◆ BRIEF ◆
Copy all of the records below word for word, leaving out the pictures.

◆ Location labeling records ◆

<<<<

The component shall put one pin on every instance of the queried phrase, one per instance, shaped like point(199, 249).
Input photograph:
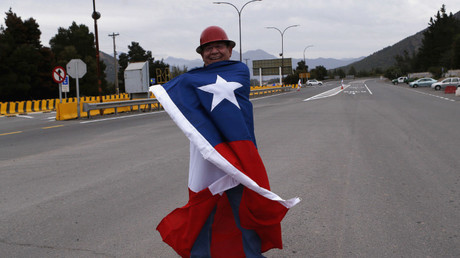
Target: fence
point(68, 108)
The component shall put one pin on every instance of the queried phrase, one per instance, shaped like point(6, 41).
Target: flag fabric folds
point(211, 106)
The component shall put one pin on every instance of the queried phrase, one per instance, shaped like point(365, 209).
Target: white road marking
point(328, 93)
point(368, 89)
point(119, 117)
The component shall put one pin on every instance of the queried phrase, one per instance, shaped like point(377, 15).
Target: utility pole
point(113, 35)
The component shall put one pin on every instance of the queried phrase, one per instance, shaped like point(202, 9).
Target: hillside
point(259, 54)
point(385, 58)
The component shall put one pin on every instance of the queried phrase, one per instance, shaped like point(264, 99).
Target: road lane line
point(328, 93)
point(54, 126)
point(10, 133)
point(368, 89)
point(121, 117)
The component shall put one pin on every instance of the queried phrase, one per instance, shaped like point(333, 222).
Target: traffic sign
point(59, 74)
point(65, 84)
point(76, 68)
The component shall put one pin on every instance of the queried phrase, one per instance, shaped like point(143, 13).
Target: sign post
point(65, 86)
point(59, 76)
point(76, 68)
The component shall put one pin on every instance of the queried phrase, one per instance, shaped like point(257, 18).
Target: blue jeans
point(251, 241)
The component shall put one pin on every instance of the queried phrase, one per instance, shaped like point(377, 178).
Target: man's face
point(215, 52)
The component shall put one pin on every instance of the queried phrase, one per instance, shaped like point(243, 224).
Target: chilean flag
point(211, 106)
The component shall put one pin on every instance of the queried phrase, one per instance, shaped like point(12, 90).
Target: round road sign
point(76, 68)
point(59, 74)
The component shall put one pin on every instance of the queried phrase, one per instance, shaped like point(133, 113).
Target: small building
point(137, 80)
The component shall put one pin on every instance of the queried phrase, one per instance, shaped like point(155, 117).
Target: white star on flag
point(222, 90)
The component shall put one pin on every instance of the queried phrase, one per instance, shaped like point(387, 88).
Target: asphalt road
point(376, 166)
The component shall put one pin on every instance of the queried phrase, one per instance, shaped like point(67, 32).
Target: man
point(231, 211)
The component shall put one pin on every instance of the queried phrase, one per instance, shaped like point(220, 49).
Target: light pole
point(239, 19)
point(113, 35)
point(282, 45)
point(96, 16)
point(304, 62)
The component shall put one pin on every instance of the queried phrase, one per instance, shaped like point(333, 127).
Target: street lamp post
point(113, 35)
point(304, 62)
point(282, 45)
point(96, 16)
point(239, 19)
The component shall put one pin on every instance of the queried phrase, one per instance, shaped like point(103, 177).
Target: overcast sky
point(335, 28)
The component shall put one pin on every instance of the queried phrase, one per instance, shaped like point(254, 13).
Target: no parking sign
point(59, 74)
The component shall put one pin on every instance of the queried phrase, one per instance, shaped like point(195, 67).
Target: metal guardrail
point(87, 107)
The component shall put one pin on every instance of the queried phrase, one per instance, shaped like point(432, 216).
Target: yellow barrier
point(3, 106)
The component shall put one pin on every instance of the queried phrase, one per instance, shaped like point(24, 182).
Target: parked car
point(452, 81)
point(314, 82)
point(422, 82)
point(399, 80)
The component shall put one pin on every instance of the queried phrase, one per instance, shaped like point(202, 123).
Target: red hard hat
point(213, 34)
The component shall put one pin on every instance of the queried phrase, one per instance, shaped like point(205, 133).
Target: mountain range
point(259, 54)
point(385, 58)
point(381, 59)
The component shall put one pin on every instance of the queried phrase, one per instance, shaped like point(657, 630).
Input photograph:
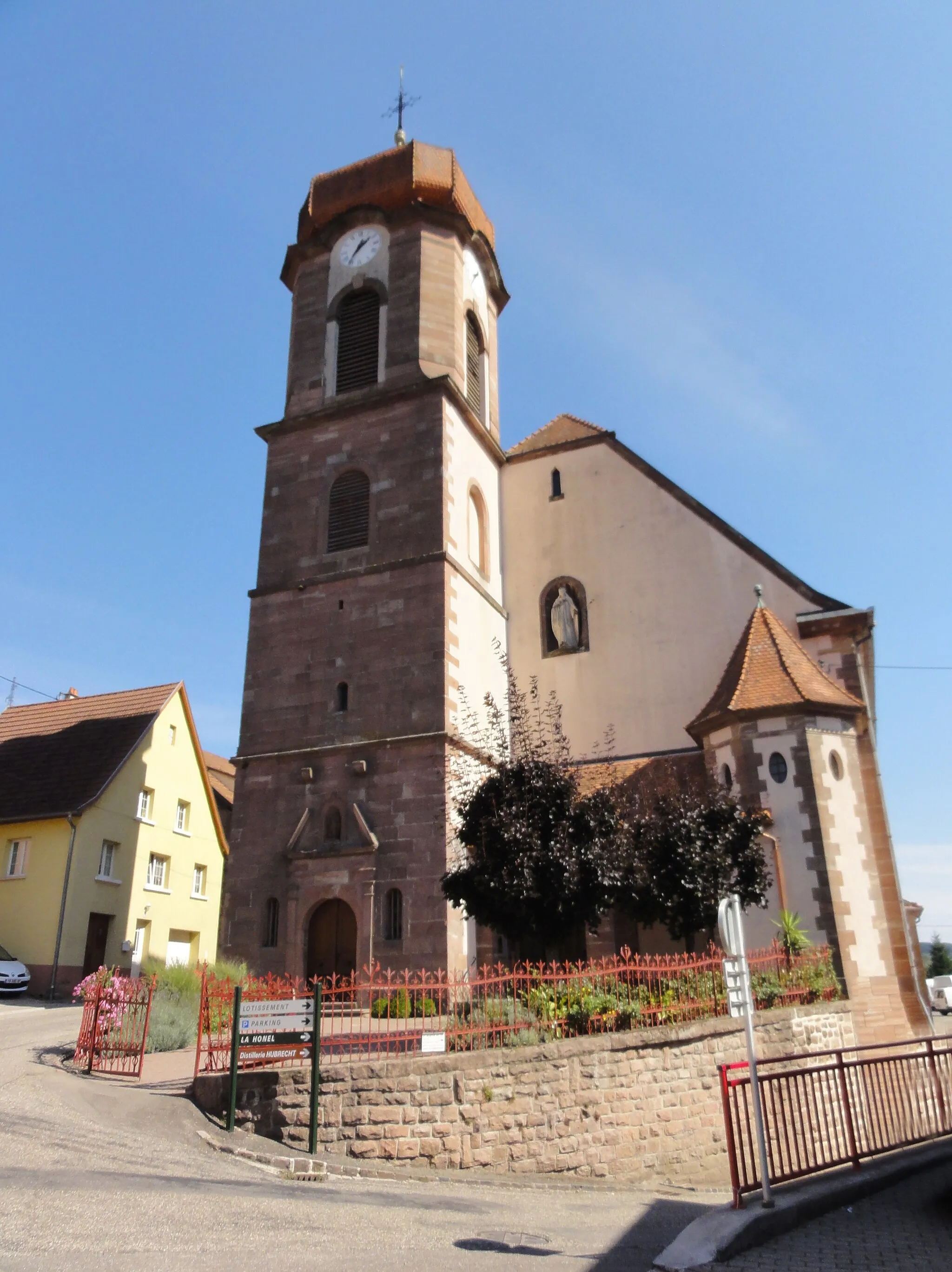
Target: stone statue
point(565, 620)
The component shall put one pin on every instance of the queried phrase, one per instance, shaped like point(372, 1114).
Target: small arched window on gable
point(478, 531)
point(349, 512)
point(475, 367)
point(357, 341)
point(393, 915)
point(563, 613)
point(332, 826)
point(272, 912)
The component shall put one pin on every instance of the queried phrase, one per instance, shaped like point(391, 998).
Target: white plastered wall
point(668, 597)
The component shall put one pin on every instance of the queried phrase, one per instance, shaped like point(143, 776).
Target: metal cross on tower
point(401, 105)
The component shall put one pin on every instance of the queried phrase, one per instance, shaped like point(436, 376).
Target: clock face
point(360, 247)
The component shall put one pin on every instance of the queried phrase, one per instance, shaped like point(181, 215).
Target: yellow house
point(111, 844)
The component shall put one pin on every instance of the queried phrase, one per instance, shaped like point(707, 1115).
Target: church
point(402, 549)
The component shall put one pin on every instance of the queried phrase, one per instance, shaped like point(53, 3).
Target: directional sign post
point(740, 1003)
point(233, 1084)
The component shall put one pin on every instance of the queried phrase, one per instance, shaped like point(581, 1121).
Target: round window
point(778, 767)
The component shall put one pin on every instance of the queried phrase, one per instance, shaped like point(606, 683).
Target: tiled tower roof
point(557, 433)
point(769, 673)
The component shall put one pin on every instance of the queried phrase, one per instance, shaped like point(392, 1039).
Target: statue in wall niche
point(565, 620)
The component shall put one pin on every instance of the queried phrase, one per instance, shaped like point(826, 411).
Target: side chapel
point(401, 545)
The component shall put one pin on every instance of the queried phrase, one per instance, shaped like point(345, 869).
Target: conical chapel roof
point(771, 672)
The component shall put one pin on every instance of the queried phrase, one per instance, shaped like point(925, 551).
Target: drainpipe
point(63, 906)
point(889, 832)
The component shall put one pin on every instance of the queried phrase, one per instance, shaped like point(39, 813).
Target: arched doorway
point(332, 940)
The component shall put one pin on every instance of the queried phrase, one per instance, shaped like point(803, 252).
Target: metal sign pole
point(741, 1003)
point(314, 1072)
point(236, 1039)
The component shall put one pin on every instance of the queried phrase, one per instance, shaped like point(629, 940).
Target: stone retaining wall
point(638, 1106)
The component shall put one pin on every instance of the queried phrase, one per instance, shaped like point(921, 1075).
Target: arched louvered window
point(357, 340)
point(393, 915)
point(349, 514)
point(272, 912)
point(475, 366)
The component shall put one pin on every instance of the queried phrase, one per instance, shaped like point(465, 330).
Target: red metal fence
point(115, 1022)
point(385, 1013)
point(838, 1108)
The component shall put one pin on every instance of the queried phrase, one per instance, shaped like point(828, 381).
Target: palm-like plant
point(793, 939)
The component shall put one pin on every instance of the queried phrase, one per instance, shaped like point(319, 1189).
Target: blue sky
point(725, 228)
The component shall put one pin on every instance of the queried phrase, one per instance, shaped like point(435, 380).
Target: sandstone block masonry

>>>>

◆ RESULT FOR THIS EXERCISE ◆
The component shall put one pin on every instance of the queried phrase, one per instance, shaped like point(199, 249).
Input photograph:
Target: fence
point(68, 108)
The component shall put one pin on every instance of the queried phrase, one per instance, shaped like point(6, 41).
Target: flag fabric folds
point(211, 106)
The component shall put one pin on every instance of the queried phrase, one per instance, shaped like point(365, 209).
Target: white road marking
point(328, 93)
point(368, 89)
point(119, 117)
The component shall put one pin on every instance of the queried phrase, one per instance, shaped like point(377, 15).
Target: utility pole
point(113, 35)
The component shall put one pin on every instance of the queried phrase, one per instance, shaped like point(202, 9).
Target: hillside
point(259, 54)
point(385, 58)
The component shall put one pin on every instance of the queried phrase, one per instance, shaped like point(264, 99).
Target: road lane line
point(328, 93)
point(54, 126)
point(10, 133)
point(368, 89)
point(121, 117)
The component shall put one pin on every instance of the queried phrase, one per instance, shaped like point(333, 222).
Target: traffic sign
point(59, 74)
point(65, 84)
point(76, 68)
The component shall put one pin on every instance of the queried phrase, one per instance, shaped like point(143, 13).
Target: sign post
point(65, 86)
point(59, 76)
point(76, 68)
The component shall put one pin on every instance of the queried phrase, one per instance, shaped like point(257, 18).
Target: blue jeans
point(251, 241)
The component shall put one pin on every instance of the queried phrase, one per instance, shaped like point(377, 178).
Target: man's face
point(215, 52)
The component shall put one pin on every instance of the queried phrase, one per instance, shaped like point(243, 224).
Target: chilean flag
point(211, 106)
The component shall put one pin on every instance of the queried phrase, one per instance, shaped like point(12, 90).
Target: round road sign
point(76, 68)
point(59, 74)
The component shall put one pin on every instance of the queried phrase, one per instance, shaped like point(133, 113).
Target: small building
point(137, 80)
The component shall put one pin on every instance of the queried phrase, one per instance, shaped like point(155, 117).
Target: white star on flag
point(222, 90)
The component shall put one pin on every instance of the queried phrase, one per instance, shaped like point(387, 88).
Target: asphalt road
point(376, 166)
The component shall put one pin on every instance of the queried phrase, one per instance, shaped like point(67, 32).
Target: man
point(231, 211)
The component shall put one pin on every instance of the queried phrase, one per instance, shaped like point(220, 49).
Target: light pole
point(239, 19)
point(113, 35)
point(282, 45)
point(96, 16)
point(304, 62)
The component shall put one pin on every instance of the queried phrase, one per instance, shaped like point(333, 127).
Target: street lamp post
point(113, 35)
point(304, 62)
point(282, 45)
point(96, 16)
point(239, 19)
The component shall put one pin on every instance of the queried phrase, one per instance, shaped like point(103, 177).
Target: overcast sky
point(335, 28)
The component shall put one pin on every instance of the queried phrase, one per instance, shaped like point(254, 13).
Target: no parking sign
point(59, 74)
The component shall put one pin on every instance of the queried phrase, one per instance, shaped like point(195, 67).
Target: metal guardrail
point(87, 107)
The component shall put one pin on every instance of the queried phrase, one per instance, shaped like point(432, 216).
Target: yellow barrier
point(3, 106)
The component shall put one pin on every instance of the queried phrase, one per instance, shaped like point(24, 182).
Target: parked car
point(452, 81)
point(314, 82)
point(422, 82)
point(399, 80)
The component shall put one pin on every instance of the queried phrase, one per instance, shaped like point(202, 123).
Target: red hard hat
point(213, 34)
The component shall put one pin on every instance of the queried phrase, one per instance, shaped like point(205, 133).
Target: mountain range
point(259, 54)
point(385, 58)
point(381, 59)
The component shall put one pin on every instance of the queried phrase, one per instance, shaped like point(657, 630).
Input photograph:
Target: stone statue
point(565, 620)
The component shall put one pin on every instance of the queried phrase, one per instance, shaped like point(372, 1114).
Target: small arched window on gable
point(478, 531)
point(349, 512)
point(475, 367)
point(357, 341)
point(393, 915)
point(563, 613)
point(332, 826)
point(272, 912)
The component shall put one pin on every instance of the queried phrase, one per instance, shaped like point(391, 998).
Target: white plastered wall
point(668, 597)
The component shall put one pin on every instance of the queried phrase, one per instance, shaped like point(143, 776).
Target: metal cross on tower
point(401, 105)
The component shall put one pin on every instance of the queried phrase, one per instance, shaped like point(436, 376).
Target: clock face
point(360, 247)
The component shall put one pin on every instance of the queried phrase, one per instance, shaped like point(181, 215).
Target: yellow house
point(111, 844)
The component shall put one pin on every instance of the queried phrase, one per instance, shaped like point(707, 1115).
Target: church
point(402, 549)
The component shall put one pin on every instance of the queried phrase, one per instance, shaped like point(53, 3).
Target: directional sign post
point(740, 1003)
point(233, 1084)
The component shall put one pin on every instance of the queried phrase, one per instance, shaped like point(581, 1121).
Target: round window
point(778, 767)
The component shall put one pin on every instance of the queried phrase, one per instance, shaped like point(606, 683).
Target: tiled tower roof
point(557, 433)
point(769, 673)
The component shall put one pin on every instance of the queried phrase, one per instance, shaped like point(392, 1039).
Target: statue in wall niche
point(565, 620)
The component shall put one pin on every instance of the queried phrase, one per instance, shaped like point(826, 411).
Target: side chapel
point(401, 545)
The component shall put one pin on every instance of the queried phrase, one per instance, shaped like point(345, 869).
Target: conical chapel roof
point(771, 672)
The component shall put one pin on every instance of the queried phrase, one per instance, shaped like point(925, 551).
Target: drainpipe
point(63, 906)
point(889, 832)
The component shall put one pin on every instance of the queried phrase, one per instance, shaped like point(39, 813).
Target: arched doorway
point(332, 940)
The component shall put one pin on every instance of the queried phrase, one per instance, shaped like point(803, 252).
Target: metal sign pole
point(741, 1003)
point(314, 1072)
point(236, 1039)
The component shall put one pin on every instance of the queried phrase, one per instance, shaped like point(629, 940).
Target: stone retaining wall
point(638, 1106)
The component shall put one pin on every instance of the queried phrase, one per instance, shaped like point(921, 1075).
Target: arched louvered window
point(357, 340)
point(393, 915)
point(349, 514)
point(272, 912)
point(475, 366)
The component shall put one pin on every instance of the queried phrase, one per instance, shaped like point(465, 330).
Target: red metal fence
point(115, 1022)
point(385, 1013)
point(838, 1108)
The component shall put one pin on every instance of the queried phrase, one per instance, shaped like point(828, 381).
Target: palm-like plant
point(793, 939)
The component shall put one pin on every instance of the queried phrase, one per instance, shaped like point(319, 1189).
Target: blue sky
point(725, 228)
The component shall put one pin on every instance of the queried phrase, one per instance, shaped like point(435, 380).
Target: sandstone block masonry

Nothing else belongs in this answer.